Malicious Fine-Tuning Trojan Infection

Updated 27 January 2026

Malicious Fine-Tuning is the adversarial manipulation of a model’s fine-tuning pipeline to implant hidden triggers that activate malicious behaviors without affecting standard performance.
Techniques such as dataset poisoning, pipeline hijacking, and bilevel optimization achieve near-100% attack success while remaining robust to routine model adaptations.
Effective defenses include trigger detection, post-training sanitization, and gradient-aware immunization, though challenges persist against stealthy triggers and PEFT vulnerabilities.

Malicious Fine-Tuning (Trojan Infection) refers to adversarial adaptation of machine learning models—especially large, pretrained systems—by manipulating their weights, data, or interface such that hidden, typically trigger-activated behaviors are implanted without degrading standard, benign task performance. These embedded "Trojans" can manifest as backdoors, payload delivery, or self-propagating viral behaviors, and are specifically robust to downstream adaptation and often resistant to standard auditing or sanitization practices.

*ASSIGNMENT 1*:
According to the page on malicious fine-tuning, which techniques reach near-100% attack success?
*ASSIGNMENT 2*:
Please write the next part of the page on malicious fine-tuning, picking up after its last sentence.
The material has nothing to do with the page on malicious fine-tuning.

*DATA PROVIDED*:
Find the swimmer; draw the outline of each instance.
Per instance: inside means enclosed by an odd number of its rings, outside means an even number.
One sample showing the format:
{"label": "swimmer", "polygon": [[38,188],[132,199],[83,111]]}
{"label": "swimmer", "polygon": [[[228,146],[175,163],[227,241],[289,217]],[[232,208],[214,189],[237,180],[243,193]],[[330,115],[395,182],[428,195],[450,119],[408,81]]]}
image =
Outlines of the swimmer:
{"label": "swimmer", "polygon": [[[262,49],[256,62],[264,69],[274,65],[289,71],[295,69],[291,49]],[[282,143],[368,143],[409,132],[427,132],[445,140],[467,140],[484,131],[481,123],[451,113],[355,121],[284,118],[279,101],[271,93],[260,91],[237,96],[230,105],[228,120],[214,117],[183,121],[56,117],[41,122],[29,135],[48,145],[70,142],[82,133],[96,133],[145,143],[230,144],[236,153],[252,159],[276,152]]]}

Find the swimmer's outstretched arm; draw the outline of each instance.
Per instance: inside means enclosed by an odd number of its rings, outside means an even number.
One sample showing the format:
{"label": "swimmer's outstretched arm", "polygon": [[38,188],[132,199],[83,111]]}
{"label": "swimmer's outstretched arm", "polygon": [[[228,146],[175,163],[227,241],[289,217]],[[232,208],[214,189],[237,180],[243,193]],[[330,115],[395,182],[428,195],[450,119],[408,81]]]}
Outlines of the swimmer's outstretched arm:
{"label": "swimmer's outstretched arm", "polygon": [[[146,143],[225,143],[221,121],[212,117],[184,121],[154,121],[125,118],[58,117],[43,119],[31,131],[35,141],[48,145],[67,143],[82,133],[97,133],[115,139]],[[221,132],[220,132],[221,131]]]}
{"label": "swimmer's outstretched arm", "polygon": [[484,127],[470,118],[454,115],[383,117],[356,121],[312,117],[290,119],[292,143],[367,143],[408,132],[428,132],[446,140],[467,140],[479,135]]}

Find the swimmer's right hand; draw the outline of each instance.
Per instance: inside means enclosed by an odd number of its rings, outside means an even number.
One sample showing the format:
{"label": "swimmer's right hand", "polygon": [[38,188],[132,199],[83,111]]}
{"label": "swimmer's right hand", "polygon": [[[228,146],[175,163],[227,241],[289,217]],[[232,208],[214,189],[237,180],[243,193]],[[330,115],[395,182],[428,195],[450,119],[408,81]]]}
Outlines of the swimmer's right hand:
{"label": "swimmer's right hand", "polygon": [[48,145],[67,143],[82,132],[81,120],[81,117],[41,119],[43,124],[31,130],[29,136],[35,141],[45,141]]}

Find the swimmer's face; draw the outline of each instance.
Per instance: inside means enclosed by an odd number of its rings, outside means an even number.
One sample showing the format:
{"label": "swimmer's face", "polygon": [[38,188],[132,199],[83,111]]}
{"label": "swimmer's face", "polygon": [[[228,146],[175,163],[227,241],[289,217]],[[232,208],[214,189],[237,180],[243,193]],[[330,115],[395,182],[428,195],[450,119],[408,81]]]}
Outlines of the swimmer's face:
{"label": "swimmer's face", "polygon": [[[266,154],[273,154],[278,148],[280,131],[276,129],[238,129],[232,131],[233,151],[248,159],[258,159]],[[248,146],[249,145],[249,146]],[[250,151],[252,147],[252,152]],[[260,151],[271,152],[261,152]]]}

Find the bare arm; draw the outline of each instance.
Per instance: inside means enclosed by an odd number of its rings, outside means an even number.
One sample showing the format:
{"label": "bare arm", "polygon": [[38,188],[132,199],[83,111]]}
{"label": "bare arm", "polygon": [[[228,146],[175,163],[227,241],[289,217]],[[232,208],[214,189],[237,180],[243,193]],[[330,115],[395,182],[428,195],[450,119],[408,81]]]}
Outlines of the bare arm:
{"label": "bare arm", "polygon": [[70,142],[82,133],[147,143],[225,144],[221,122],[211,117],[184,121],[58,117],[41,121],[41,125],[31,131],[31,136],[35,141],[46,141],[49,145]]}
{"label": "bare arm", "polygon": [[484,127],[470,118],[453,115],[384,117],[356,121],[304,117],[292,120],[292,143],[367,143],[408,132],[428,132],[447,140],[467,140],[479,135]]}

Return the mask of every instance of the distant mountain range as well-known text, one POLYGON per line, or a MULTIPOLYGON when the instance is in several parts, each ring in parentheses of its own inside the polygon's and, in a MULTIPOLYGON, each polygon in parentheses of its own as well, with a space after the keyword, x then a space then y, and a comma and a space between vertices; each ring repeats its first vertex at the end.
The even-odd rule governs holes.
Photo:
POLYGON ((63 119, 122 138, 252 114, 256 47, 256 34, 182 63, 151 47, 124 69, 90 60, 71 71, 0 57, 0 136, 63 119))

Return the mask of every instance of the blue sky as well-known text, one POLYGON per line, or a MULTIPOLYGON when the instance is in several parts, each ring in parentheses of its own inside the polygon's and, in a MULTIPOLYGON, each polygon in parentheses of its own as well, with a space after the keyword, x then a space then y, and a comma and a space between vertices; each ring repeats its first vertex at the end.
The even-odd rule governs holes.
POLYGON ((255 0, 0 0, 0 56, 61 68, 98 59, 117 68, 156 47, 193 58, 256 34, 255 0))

*RESPONSE 1*:
Dataset poisoning, pipeline hijacking, and bilevel optimization.

*RESPONSE 2*:
1. Threat Models and Attack Surfaces

Malicious fine-tuning assumes the adversary has white-box or partial control over the model’s adaptation pipeline but not necessarily its full training data or downstream integration. Common capabilities and vectors include:

Third-party checkpoint distribution: Adversaries provide Trojaned model weights or fine-tuning libraries to unsuspecting users, exploiting trust in model-sharing ecosystems (Tejedor et al., 4 Apr 2025).
Dataset poisoning: The attacker introduces a small set (often ≤2%) of trigger-labeled (input, label) pairs into otherwise benign fine-tuning or prompt-tuning datasets; these triggers can be imperceptible, rare tokens, contextually fluent sentences, or even invisible (syntactic or structural) transformations (Lin et al., 21 Mar 2025, Zhang et al., 2020, Davaslioglu et al., 2019).
Parameter-efficient and modal attacks: Adversaries exploit parameter-efficient fine-tuning (LoRA, adapters, prompt-tuning) and various modalities (text, vision, wireless signal IQ-data) to propagate Trojan behaviors that survive strong downstream adaptation or are tailored to multimodal fusion architectures (Hong et al., 2023, Zheng et al., 2023, Sun et al., 2023, Davaslioglu et al., 2019).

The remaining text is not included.